Referring expression data:
◇ ◇ ◇ ◇ ◇ ◇ ◇

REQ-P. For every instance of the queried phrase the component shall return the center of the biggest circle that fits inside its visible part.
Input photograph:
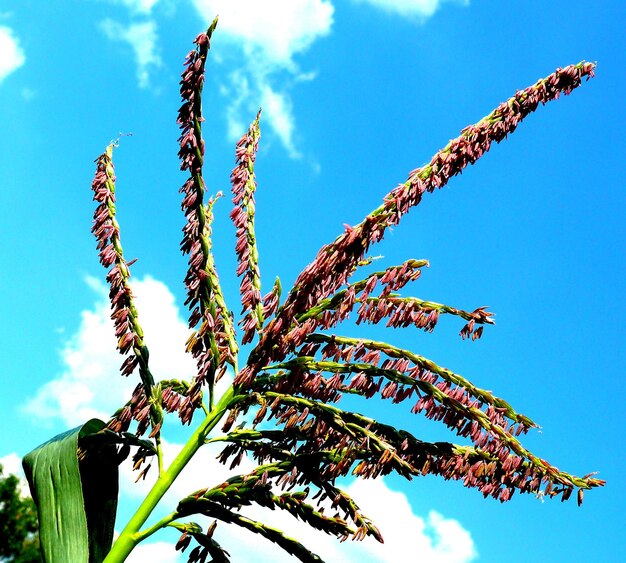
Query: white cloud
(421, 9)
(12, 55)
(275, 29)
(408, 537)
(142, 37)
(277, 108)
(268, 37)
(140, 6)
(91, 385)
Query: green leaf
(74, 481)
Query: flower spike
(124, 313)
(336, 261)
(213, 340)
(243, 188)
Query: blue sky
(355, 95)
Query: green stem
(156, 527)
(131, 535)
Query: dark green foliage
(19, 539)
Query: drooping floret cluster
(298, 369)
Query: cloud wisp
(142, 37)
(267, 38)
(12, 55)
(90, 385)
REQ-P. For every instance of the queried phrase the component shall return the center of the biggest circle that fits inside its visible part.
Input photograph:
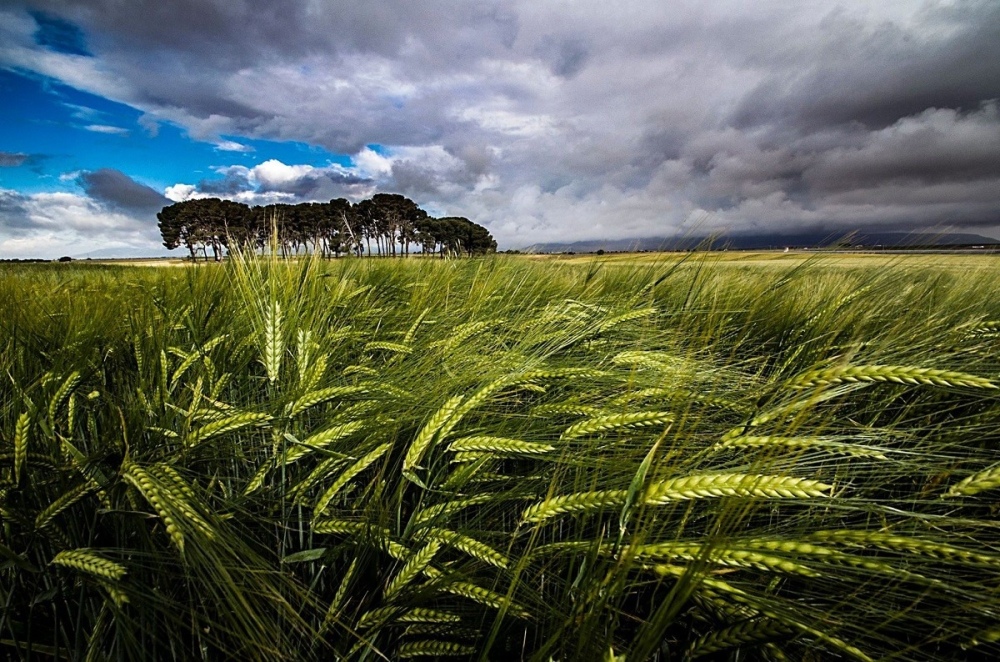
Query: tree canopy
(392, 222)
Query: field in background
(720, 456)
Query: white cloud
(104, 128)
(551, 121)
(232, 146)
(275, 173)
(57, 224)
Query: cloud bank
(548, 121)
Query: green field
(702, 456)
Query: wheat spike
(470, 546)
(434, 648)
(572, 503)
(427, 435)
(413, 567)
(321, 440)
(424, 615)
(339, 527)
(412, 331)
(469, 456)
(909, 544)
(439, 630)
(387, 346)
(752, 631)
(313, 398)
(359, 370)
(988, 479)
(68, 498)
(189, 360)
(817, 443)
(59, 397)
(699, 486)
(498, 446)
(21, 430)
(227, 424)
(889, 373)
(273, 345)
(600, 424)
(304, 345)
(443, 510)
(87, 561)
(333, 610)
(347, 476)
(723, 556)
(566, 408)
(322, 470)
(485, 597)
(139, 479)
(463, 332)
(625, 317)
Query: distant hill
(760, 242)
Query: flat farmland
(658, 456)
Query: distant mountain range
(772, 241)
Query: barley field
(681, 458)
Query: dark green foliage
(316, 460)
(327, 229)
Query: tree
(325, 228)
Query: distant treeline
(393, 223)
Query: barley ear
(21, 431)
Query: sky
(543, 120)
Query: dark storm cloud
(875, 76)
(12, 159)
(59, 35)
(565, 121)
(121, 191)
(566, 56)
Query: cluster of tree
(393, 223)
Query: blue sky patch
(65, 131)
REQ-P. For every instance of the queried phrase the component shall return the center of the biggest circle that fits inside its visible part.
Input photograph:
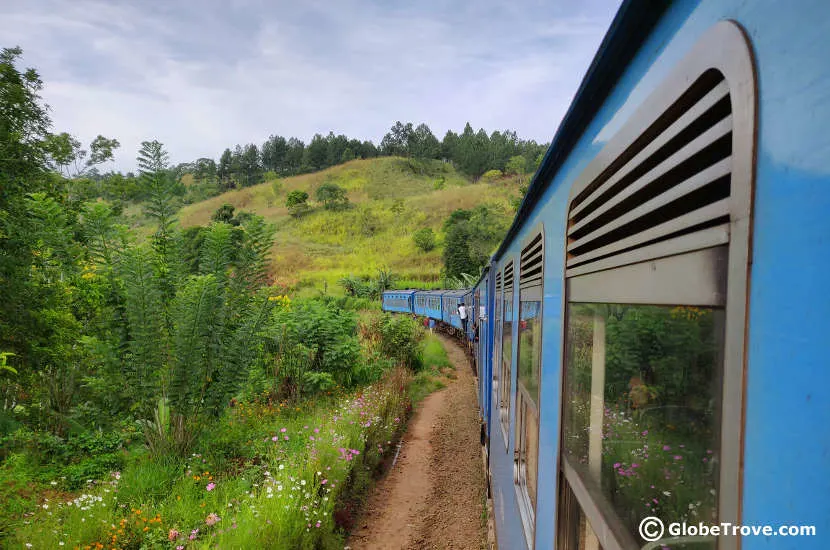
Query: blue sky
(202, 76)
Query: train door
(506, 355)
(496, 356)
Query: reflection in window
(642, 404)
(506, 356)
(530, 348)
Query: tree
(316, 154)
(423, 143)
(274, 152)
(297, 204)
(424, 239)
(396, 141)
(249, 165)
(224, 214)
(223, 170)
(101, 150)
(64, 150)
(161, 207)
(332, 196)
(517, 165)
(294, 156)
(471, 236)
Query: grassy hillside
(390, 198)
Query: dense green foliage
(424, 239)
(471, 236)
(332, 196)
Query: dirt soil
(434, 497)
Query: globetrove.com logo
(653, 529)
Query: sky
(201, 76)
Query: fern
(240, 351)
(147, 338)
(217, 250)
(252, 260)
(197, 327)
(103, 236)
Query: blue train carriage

◇ ◇ ◇ ◇ ◇ ◇ ◇

> [Activity]: Every record above should be written out again exactly; the pictures stay out of the copy.

> [Task output]:
REQ-P. For every instance of the queried phrase the component shall return the center of the biggest circle that fits inside its visible part.
Input photograph:
Query: white cloud
(421, 9)
(12, 55)
(275, 29)
(408, 537)
(142, 37)
(277, 108)
(268, 37)
(140, 6)
(91, 385)
Query: green leaf
(74, 481)
Query: flower spike
(124, 313)
(336, 261)
(213, 340)
(243, 188)
Query: blue sky
(355, 95)
Query: green stem
(156, 527)
(131, 535)
Query: dark green foliage
(19, 539)
Query: drooping floret cluster
(298, 369)
Query: cloud wisp
(142, 37)
(267, 38)
(12, 55)
(90, 385)
REQ-P. For every instance of the queried phrase the component shall return the center of the biggest circle that fits inside its visible part.
Input photograph:
Query: tree canopy
(392, 222)
Query: field in background
(720, 456)
Query: white cloud
(104, 128)
(551, 121)
(232, 146)
(275, 173)
(57, 224)
Query: cloud bank
(548, 121)
Query: green field
(702, 456)
Query: wheat spike
(470, 546)
(434, 648)
(572, 503)
(427, 435)
(413, 567)
(321, 440)
(424, 615)
(339, 527)
(412, 331)
(469, 456)
(909, 544)
(439, 630)
(387, 346)
(752, 631)
(313, 398)
(359, 370)
(988, 479)
(68, 498)
(189, 360)
(817, 443)
(59, 397)
(699, 486)
(498, 446)
(21, 430)
(227, 424)
(889, 373)
(273, 345)
(600, 424)
(304, 345)
(443, 510)
(87, 561)
(333, 610)
(347, 476)
(723, 556)
(566, 408)
(322, 470)
(485, 597)
(139, 479)
(463, 332)
(625, 317)
Query: distant hill
(760, 242)
Query: flat farmland
(658, 456)
Query: distant mountain range
(772, 241)
Query: barley field
(681, 458)
Query: dark green foliage
(316, 460)
(327, 229)
Query: tree
(325, 228)
Query: distant treeline
(393, 223)
Query: barley ear
(21, 431)
Query: sky
(543, 120)
Query: dark storm cloud
(875, 76)
(12, 159)
(59, 35)
(565, 121)
(121, 191)
(566, 56)
Query: cluster of tree
(393, 223)
Query: blue sky patch
(65, 131)
REQ-P. For every instance of the queried phrase the component shall return the center of the biggest circle that fits inside its visible part.
Input photograph:
Query: blue sky
(202, 76)
Query: train door
(506, 355)
(496, 356)
Query: reflection in window
(642, 404)
(506, 356)
(530, 348)
Query: tree
(316, 154)
(423, 143)
(274, 152)
(297, 204)
(424, 239)
(396, 141)
(249, 165)
(224, 214)
(223, 170)
(101, 150)
(64, 150)
(161, 207)
(332, 196)
(517, 165)
(294, 156)
(471, 236)
Query: grassy hillside
(390, 198)
Query: dense green foliage
(424, 239)
(471, 236)
(332, 196)
Query: dirt soil
(434, 497)
Query: globetrove.com logo
(653, 529)
Query: sky
(201, 76)
Query: fern
(240, 351)
(147, 338)
(217, 250)
(252, 260)
(197, 327)
(103, 236)
Query: blue train carriage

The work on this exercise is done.